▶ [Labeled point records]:
## START
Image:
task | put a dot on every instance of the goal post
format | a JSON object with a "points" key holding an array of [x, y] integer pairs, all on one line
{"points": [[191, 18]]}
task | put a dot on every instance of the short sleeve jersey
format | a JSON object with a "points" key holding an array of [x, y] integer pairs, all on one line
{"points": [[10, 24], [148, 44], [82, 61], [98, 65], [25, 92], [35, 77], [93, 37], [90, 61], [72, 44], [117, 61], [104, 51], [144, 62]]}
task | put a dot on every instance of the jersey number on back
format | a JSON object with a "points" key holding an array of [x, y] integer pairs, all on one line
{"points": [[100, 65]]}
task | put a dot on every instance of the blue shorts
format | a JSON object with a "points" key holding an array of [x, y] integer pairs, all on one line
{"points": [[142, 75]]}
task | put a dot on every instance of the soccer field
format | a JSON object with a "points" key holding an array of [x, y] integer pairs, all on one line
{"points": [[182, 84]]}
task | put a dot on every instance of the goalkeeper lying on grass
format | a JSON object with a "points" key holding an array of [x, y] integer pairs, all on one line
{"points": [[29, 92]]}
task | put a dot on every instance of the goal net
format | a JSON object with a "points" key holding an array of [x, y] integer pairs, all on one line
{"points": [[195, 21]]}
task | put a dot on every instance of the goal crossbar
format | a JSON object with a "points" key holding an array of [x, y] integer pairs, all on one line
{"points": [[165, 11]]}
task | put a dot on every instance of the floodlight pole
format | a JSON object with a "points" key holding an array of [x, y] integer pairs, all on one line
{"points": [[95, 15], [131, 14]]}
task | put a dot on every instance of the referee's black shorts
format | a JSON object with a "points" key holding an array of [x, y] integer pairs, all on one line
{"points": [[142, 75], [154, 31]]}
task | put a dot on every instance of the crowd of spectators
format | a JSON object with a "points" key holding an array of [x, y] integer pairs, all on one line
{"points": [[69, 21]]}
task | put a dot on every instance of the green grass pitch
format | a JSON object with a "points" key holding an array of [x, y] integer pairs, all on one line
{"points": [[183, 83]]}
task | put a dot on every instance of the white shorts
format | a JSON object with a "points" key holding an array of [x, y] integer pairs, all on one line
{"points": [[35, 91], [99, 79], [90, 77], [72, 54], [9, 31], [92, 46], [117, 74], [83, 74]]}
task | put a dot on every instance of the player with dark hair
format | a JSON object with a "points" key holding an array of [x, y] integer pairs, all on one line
## END
▶ [Set task]: Please rewrite all the rows above, changing "put a dot on" to "place a mark on" wherever it appears and keeping everything else the same.

▶ [Written response]:
Image:
task | place a mark on every instance of the goal post
format | a JSON object with a "points" key holding an array of [x, y] integer pairs, all on one line
{"points": [[191, 18]]}
task | place a mark on every instance of the short sleeve jersey
format | a JSON object with a "points" key holding an array of [x, y] integer pairs, all on one line
{"points": [[10, 24], [148, 44], [82, 61], [98, 65], [25, 92], [35, 77], [93, 37], [90, 61], [72, 44], [117, 61], [104, 51], [144, 62]]}
task | place a mark on every instance of the jersey number on back
format | a JSON object with a "points" key holding an array of [x, y] integer pairs, all on one line
{"points": [[100, 65]]}
task | place a mark on every instance of the blue shorts
format | a JSON object with a "points" key holding an array of [x, y] integer pairs, all on one line
{"points": [[142, 75]]}
task | place a mark on every instance of the soccer field
format | a JSON object with a "points" key holding an array of [x, y] integer pairs, all on one line
{"points": [[182, 84]]}
task | place a mark on every instance of the goalkeeper lying on grass
format | a JSON object with a "points" key holding an array of [x, y] integer pairs, all on one line
{"points": [[29, 92]]}
task | place a mark on every instance of the goal net
format | a JSON object with a "points" key holding an array of [x, y] integer pairs, all on one line
{"points": [[195, 21]]}
task | place a mark on every instance of the goal crossbar
format | a JSON object with a "points" key holding an array of [x, y] integer pairs, all on one line
{"points": [[165, 11]]}
task | place a mark on every instance of the floodlight pole
format | a JSON object with a "points" key holding an array of [x, y] integer pairs, all on one line
{"points": [[95, 15], [131, 14]]}
task | place a mark on every instance of the referee's black shorts
format | a JSON object with a "points" key holding an array of [x, y] integer pairs, all on one line
{"points": [[142, 75], [154, 31]]}
task | place a mark on every instance of the crowd of spectators
format | a JSON object with a "points" key holding an array of [x, y] integer pairs, all on one line
{"points": [[69, 21]]}
task | place a mark on every instance of the green grass pitch
format | a JSON object with a "points" key holding an array of [x, y] integer pairs, all on one line
{"points": [[183, 83]]}
task | place a mark on every instance of the white shorts
format | a JSON object with a "points" key holding an array of [x, y] integer pairs, all on one line
{"points": [[35, 91], [99, 79], [90, 77], [72, 54], [9, 31], [92, 46], [117, 74], [83, 74]]}
task | place a mark on every instance of the player with dark hair
format | a JSON object with a "points" key holding an array of [x, y] integer pairs, all on one line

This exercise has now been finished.